# STATED EXERCISE 1
List every person mentioned by name in the McClellan excerpt, in order of first appearance.
# STATED EXERCISE 2
Reproduce the McClellan excerpt verbatim from "They reinforced the" to "and exclamation points.".

# DOCUMENT EXCERPT
::::::
This rendering stripped the young lieutenant of his actual heroics, his combat leadership in a daylong firefight, in order to place the general at the scene. (Prior to the skirmish Custer had, in fact, tested the depth of the river under the supervision of Brig. Gen. John Barnard, the Army of the Potomac’s chief engineer.) The revised anecdote pictured McClellan the way his staff imagined him, the way he imagined himself: the commanding general at the forefront of his army, confronting the enemy and natural obstacles. And it depicted him recognizing and rewarding valor in the field. “Thus you observe that, like Napoleon, our little General sometimes rewards merit upon the instant,” the correspondent declared. For McClellan and his aides, the important thing about promoting Custer was not Custer, but the act itself.5

  The staff’s identification with the general was natural, of course. In the idiom of the time, it was his “military family,” making him the father. And he was a genuinely charismatic, magnetic man. But neither he nor his aides tolerated dissent. As the historian Richard Slotkin writes, “McClellan’s headquarters was a closed circle, an echo chamber filled with followers and acolytes who praised his every decision as masterful.”6

  They reinforced the general’s considerable self-esteem by, for example, stage-managing his appearances before the army. “You have no idea how the men brighten up now, when I go among them—I can see every eye glisten,” McClellan wrote to his wife, Ellen. The staff traveled with a portable printing press to distribute his orders and exhortations, which bulged with histrionic phrases and exclamation points.
::::::
# DATA BLOCK
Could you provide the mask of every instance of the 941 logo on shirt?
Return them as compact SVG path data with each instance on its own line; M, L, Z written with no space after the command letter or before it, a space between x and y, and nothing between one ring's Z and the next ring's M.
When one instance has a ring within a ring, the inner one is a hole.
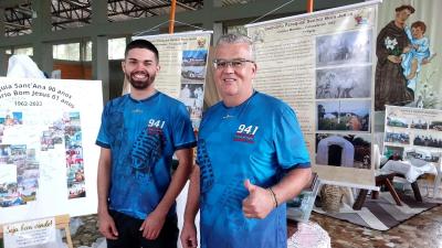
::::::
# FULL ANSWER 1
Custer, John Barnard, McClellan, Napoleon, Richard Slotkin, Ellen

# FULL ANSWER 2
They reinforced the general’s considerable self-esteem by, for example, stage-managing his appearances before the army. “You have no idea how the men brighten up now, when I go among them—I can see every eye glisten,” McClellan wrote to his wife, Ellen. The staff traveled with a portable printing press to distribute his orders and exhortations, which bulged with histrionic phrases and exclamation points.